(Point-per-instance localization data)
____________

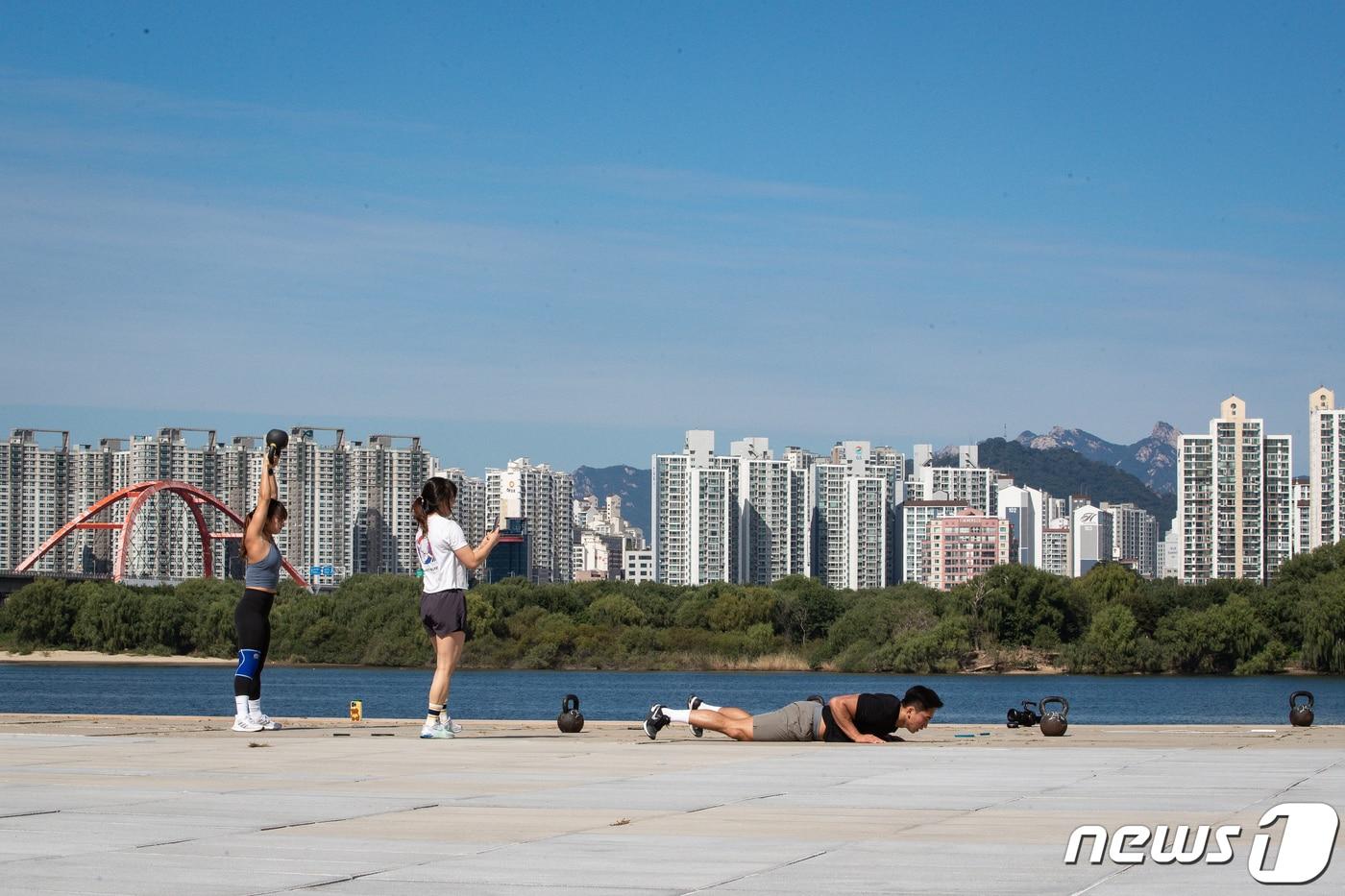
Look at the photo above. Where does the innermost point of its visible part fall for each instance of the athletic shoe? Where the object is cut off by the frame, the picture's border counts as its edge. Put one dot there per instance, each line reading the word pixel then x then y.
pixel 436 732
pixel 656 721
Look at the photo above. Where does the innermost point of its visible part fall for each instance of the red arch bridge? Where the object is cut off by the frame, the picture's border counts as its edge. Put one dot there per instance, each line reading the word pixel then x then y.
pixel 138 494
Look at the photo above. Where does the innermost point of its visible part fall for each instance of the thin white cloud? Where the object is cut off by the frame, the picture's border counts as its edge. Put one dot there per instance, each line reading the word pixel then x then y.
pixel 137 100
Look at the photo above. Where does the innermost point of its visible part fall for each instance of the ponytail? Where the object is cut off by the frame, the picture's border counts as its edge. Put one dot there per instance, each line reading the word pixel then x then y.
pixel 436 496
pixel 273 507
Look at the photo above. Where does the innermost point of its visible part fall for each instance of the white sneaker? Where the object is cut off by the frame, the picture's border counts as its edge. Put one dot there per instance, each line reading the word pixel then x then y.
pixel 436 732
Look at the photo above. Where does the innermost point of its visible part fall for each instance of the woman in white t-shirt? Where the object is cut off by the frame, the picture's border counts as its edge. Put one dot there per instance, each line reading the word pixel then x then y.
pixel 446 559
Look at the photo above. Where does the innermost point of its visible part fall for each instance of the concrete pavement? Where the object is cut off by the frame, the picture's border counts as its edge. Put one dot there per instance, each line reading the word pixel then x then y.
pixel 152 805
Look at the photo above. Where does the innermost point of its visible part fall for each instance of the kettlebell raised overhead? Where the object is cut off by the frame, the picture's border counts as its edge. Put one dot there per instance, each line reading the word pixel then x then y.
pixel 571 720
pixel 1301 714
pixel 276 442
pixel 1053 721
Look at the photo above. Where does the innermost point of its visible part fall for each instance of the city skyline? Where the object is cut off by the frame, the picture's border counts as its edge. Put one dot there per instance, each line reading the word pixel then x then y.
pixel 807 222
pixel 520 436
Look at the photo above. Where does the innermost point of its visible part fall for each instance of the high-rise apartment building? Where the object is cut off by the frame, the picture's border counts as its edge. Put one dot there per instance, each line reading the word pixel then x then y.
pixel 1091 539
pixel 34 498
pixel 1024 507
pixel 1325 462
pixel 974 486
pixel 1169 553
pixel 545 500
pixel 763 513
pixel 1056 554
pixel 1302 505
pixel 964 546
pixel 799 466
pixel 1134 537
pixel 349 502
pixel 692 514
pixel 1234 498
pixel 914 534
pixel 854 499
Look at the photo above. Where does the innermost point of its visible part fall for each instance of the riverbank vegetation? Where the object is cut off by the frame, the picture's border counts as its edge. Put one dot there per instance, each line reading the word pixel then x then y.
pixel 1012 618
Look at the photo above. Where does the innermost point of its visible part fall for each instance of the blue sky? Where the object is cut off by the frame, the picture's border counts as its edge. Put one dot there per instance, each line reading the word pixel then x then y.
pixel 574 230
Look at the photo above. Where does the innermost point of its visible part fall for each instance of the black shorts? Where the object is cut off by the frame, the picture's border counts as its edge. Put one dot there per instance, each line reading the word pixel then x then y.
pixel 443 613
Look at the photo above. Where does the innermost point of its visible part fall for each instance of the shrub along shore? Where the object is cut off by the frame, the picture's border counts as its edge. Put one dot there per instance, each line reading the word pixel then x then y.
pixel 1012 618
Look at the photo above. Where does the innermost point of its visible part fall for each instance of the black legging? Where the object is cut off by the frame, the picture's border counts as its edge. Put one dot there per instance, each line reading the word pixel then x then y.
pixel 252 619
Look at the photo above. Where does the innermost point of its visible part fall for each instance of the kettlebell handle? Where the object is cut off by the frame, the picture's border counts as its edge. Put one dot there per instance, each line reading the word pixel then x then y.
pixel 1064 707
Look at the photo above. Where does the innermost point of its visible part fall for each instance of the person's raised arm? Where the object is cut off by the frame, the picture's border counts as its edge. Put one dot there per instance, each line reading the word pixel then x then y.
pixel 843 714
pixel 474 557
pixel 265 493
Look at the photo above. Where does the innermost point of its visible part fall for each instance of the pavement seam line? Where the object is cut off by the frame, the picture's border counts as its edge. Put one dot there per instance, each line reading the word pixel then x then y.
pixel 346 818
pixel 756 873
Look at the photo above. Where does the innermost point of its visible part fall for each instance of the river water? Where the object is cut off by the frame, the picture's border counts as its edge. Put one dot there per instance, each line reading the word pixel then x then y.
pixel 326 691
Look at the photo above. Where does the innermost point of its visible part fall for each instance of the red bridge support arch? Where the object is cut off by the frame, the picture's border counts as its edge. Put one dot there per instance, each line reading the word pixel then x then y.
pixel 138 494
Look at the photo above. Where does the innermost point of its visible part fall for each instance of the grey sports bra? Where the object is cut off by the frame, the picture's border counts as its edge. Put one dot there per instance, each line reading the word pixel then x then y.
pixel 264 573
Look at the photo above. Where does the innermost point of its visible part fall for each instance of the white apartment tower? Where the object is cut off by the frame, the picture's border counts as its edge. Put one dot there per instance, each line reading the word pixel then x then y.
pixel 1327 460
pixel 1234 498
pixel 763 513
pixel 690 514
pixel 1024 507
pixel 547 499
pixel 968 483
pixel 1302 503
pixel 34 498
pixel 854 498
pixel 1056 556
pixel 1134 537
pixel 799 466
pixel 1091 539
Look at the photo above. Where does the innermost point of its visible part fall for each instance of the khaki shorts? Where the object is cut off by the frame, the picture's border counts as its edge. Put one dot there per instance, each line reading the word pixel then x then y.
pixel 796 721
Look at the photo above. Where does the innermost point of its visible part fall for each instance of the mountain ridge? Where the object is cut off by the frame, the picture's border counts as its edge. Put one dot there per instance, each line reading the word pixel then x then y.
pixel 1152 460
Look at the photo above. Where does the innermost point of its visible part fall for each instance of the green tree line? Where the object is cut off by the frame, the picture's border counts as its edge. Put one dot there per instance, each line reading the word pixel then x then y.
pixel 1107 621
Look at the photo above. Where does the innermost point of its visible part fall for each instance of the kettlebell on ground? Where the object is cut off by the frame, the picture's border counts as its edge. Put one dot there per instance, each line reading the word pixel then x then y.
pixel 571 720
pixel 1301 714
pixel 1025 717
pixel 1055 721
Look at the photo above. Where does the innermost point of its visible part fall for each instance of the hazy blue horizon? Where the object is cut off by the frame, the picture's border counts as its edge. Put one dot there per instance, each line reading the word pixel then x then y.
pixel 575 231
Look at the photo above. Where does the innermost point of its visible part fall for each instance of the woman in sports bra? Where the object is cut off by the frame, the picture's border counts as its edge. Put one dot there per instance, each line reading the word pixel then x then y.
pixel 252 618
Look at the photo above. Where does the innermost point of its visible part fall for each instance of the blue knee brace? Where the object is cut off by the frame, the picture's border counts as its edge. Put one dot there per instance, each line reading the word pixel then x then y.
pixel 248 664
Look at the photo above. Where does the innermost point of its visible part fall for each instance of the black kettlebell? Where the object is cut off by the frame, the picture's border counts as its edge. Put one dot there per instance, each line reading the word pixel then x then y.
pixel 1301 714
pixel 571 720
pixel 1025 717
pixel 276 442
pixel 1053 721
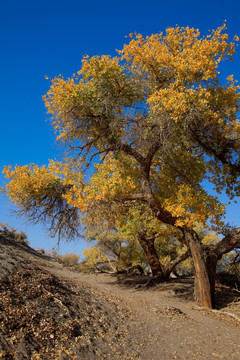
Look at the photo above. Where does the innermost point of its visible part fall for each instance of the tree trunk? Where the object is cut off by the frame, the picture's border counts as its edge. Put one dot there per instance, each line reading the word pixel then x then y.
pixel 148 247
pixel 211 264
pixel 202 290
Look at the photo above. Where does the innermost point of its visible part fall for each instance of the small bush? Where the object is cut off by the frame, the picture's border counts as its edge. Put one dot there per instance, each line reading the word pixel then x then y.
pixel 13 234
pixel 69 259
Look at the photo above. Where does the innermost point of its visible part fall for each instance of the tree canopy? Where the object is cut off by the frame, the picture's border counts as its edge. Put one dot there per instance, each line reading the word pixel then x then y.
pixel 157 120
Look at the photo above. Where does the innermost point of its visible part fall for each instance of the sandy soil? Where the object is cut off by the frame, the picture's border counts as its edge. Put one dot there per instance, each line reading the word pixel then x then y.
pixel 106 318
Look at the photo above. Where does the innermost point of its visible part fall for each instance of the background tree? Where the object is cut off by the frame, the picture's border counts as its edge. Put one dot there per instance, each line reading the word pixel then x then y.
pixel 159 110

____________

[Aim of the exercise]: Output exactly the lines of the data that run from the one containing "of the small" to the very last line, and no others.

[Response for this exercise]:
Look at the photo above. Where does the innermost point of its visible part fall for each instance of the small bush? Where the object is cut off by the frame, the picture's border counts as its edge. Put one dot there per instance, each line reading the word pixel then x then y.
pixel 13 234
pixel 69 259
Look at the photo above. Where does the innermost point of its visible part fall for each instance of the tree canopy? Where the object is cut off by the frame, the picture's border counts as its edge. Put one dot there per instance, each line reading the word pixel then x then y.
pixel 157 120
Look at the photo above. Where does the innermost point of its visible part fall for each instance of the sandy soil? Where the object is cut off by the frame, the picture's border counts as its edge. Put one dot there per instance, each line reading the word pixel then x then y.
pixel 106 318
Look at the photo above. Where does the innermost point of its visible part fall for each instance of the background tree? Where the object is cut off by the frame, the picture's border counts as its edge. Put one dot there per instance, each line reading the word pixel then x then y.
pixel 159 110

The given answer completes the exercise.